- [WHAT TO PRODUCE]: From the entries that follow, pick out all lines holding "metal".
○ ○ ○ ○ ○
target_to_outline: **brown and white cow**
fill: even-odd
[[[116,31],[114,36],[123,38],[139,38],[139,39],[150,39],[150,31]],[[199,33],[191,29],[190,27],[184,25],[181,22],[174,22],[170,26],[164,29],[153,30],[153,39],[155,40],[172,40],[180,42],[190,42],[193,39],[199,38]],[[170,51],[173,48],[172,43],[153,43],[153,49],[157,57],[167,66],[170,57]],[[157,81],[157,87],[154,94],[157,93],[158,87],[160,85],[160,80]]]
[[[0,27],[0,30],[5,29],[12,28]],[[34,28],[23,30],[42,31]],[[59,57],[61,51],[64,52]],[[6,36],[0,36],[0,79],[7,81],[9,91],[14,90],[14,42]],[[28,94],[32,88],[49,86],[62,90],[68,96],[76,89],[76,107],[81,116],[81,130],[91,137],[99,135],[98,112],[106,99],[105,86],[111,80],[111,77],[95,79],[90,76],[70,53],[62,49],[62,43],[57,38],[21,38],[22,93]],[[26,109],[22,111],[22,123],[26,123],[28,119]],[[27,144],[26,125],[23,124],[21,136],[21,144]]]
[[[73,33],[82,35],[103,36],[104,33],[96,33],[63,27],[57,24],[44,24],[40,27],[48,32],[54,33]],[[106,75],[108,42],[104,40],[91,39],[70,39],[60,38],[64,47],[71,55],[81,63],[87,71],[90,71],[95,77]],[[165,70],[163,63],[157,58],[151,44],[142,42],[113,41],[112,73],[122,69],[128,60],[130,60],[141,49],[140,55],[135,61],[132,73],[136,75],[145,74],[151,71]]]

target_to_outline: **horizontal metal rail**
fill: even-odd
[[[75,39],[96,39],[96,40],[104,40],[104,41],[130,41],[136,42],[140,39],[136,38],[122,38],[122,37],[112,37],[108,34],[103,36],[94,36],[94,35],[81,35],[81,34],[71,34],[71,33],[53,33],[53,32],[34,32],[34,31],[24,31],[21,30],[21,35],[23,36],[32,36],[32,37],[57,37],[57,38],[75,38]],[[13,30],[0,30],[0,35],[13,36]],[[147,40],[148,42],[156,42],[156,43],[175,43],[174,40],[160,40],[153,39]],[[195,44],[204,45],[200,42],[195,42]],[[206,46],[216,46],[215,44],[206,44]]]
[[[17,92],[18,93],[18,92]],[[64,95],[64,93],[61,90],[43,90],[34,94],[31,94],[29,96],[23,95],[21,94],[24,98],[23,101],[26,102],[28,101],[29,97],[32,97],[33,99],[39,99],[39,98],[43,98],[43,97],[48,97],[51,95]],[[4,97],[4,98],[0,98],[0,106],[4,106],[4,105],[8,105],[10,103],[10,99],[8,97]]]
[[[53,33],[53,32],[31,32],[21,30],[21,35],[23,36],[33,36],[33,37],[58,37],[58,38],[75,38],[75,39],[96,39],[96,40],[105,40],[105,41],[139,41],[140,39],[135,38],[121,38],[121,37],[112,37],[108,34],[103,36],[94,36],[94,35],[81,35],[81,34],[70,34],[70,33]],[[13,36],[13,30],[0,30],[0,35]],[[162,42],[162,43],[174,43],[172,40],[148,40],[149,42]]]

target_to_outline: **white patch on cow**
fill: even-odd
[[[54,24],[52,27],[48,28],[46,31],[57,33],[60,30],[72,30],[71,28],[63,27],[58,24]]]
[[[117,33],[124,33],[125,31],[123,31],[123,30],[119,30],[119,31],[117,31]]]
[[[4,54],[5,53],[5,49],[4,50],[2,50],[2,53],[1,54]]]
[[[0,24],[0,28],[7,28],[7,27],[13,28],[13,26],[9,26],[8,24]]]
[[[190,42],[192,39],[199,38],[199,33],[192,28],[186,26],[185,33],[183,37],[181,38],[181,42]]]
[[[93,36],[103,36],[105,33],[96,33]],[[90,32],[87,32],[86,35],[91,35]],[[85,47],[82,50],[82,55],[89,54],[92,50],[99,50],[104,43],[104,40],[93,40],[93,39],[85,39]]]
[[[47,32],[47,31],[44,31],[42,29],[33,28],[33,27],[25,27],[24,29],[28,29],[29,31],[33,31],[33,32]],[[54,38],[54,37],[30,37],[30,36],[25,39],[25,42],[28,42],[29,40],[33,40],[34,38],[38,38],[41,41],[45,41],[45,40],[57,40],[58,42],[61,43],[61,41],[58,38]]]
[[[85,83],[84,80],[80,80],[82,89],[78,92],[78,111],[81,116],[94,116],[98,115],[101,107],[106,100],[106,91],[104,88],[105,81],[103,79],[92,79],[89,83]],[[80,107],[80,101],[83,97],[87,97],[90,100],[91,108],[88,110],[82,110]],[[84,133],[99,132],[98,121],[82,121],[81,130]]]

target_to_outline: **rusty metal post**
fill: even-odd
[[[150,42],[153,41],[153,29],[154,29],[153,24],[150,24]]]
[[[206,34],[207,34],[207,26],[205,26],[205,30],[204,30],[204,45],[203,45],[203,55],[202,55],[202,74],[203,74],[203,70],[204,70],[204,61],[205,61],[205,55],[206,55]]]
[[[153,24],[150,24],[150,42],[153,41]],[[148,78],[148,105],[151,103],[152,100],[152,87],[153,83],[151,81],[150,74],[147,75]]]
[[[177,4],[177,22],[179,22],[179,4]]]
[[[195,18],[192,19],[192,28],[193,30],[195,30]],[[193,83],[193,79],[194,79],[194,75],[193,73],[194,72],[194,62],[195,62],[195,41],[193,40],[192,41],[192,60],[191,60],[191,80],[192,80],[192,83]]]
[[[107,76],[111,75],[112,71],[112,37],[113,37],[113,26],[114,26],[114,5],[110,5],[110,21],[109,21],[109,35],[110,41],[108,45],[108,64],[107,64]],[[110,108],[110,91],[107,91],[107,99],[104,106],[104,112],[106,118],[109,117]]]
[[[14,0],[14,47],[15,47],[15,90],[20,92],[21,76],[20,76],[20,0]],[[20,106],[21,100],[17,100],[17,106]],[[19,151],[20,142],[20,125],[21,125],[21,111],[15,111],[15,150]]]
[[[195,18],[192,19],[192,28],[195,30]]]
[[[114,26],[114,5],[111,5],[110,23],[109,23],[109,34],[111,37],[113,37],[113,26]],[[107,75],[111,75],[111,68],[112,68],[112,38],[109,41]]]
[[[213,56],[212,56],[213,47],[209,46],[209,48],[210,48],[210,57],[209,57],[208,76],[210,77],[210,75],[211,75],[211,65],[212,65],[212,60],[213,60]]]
○ ○ ○ ○ ○
- [SOLUTION TO THIS EXERCISE]:
target_to_outline: **horizontal metal rail**
target_to_outline: **rusty metal post**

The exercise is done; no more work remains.